Lay out the lines of the data below as a Markdown table with the columns "Row" and "Line", giving each line its row number and leaving out blank lines and the pictures.

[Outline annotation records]
## START

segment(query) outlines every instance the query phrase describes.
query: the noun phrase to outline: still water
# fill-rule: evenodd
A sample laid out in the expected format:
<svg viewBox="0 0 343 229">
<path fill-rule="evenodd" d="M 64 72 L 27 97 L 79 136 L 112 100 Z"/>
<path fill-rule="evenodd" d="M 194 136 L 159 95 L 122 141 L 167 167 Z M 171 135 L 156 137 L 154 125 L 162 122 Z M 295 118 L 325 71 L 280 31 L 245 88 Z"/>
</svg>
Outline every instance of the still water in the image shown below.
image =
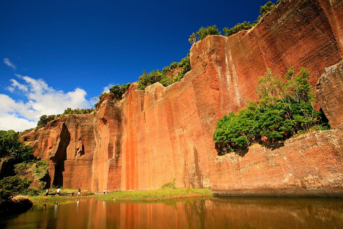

## END

**Solution to this task**.
| Row | Line |
|---|---|
| 1 | segment(query) outlines every instance the query phrase describes. |
| 2 | query: the noun phrase to outline: still water |
| 3 | # fill-rule: evenodd |
| 4 | A sample laid out in the expected format: |
| 5 | <svg viewBox="0 0 343 229"> |
| 6 | <path fill-rule="evenodd" d="M 64 72 L 27 97 L 79 136 L 112 100 Z"/> |
| 7 | <path fill-rule="evenodd" d="M 194 136 L 159 95 L 122 141 L 167 167 Z M 171 135 L 156 137 L 154 125 L 162 122 Z M 295 118 L 325 71 L 280 31 L 245 88 Z"/> |
| 8 | </svg> |
| 9 | Outline every instance of the still water in the image shown below. |
| 10 | image = |